> **PROBLEM TO WORK ON**
Print every line of each item below, character for character.

> **DATASET ENTRIES**
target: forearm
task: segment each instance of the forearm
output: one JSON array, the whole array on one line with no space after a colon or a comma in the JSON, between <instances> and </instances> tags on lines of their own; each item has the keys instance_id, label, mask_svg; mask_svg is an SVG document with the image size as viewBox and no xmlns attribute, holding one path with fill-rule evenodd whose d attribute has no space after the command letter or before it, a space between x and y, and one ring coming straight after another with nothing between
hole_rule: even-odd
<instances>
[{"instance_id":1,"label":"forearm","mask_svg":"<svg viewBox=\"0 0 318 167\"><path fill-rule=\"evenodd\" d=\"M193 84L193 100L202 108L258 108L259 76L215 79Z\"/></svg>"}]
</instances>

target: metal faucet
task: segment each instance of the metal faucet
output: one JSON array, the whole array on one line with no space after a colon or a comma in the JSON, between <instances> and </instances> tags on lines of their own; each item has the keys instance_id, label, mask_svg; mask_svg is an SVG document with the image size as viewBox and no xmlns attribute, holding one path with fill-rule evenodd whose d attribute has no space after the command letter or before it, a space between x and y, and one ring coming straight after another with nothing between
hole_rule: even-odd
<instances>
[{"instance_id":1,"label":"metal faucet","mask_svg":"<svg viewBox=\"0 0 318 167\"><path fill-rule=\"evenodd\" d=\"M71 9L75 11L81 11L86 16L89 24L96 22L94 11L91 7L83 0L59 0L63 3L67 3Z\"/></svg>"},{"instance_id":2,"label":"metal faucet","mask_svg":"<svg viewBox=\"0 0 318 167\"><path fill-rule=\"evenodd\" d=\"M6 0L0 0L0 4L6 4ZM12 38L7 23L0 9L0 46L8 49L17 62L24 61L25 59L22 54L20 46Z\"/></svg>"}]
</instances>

> **ANSWER**
target: forearm
task: segment each instance of the forearm
output: one JSON array, the whole array on one line with no space after a colon or a comma in the JSON, between <instances> and </instances> tags on lines of their own; each item has the keys instance_id, label, mask_svg; mask_svg is an SVG document with the image size as viewBox and no xmlns attribute, holding one path with fill-rule evenodd whose d attribute has no space after the command letter or before it, a space between x and y, and one ring coming straight after another with nothing between
hole_rule: even-odd
<instances>
[{"instance_id":1,"label":"forearm","mask_svg":"<svg viewBox=\"0 0 318 167\"><path fill-rule=\"evenodd\" d=\"M193 84L193 100L202 108L258 108L259 76L215 79Z\"/></svg>"}]
</instances>

target: metal faucet
task: segment each instance of the metal faucet
output: one JSON array, the whole array on one line with no space after a colon or a comma in the JSON, between <instances> and </instances> tags on lines of their own; each item has the keys instance_id, label, mask_svg; mask_svg is an SVG document with the image size as viewBox and no xmlns attribute, holding one path with fill-rule evenodd whose d attribute has no space after the command letter or before it, a space between x and y, and one ring coming straight after another with nothing between
hole_rule: even-odd
<instances>
[{"instance_id":1,"label":"metal faucet","mask_svg":"<svg viewBox=\"0 0 318 167\"><path fill-rule=\"evenodd\" d=\"M71 9L75 11L81 11L86 16L89 24L96 22L94 11L91 7L83 0L59 0L63 3L67 3Z\"/></svg>"},{"instance_id":2,"label":"metal faucet","mask_svg":"<svg viewBox=\"0 0 318 167\"><path fill-rule=\"evenodd\" d=\"M6 0L0 0L0 4L6 4ZM12 38L7 23L0 9L0 46L8 49L17 62L24 61L25 59L22 54L20 46Z\"/></svg>"}]
</instances>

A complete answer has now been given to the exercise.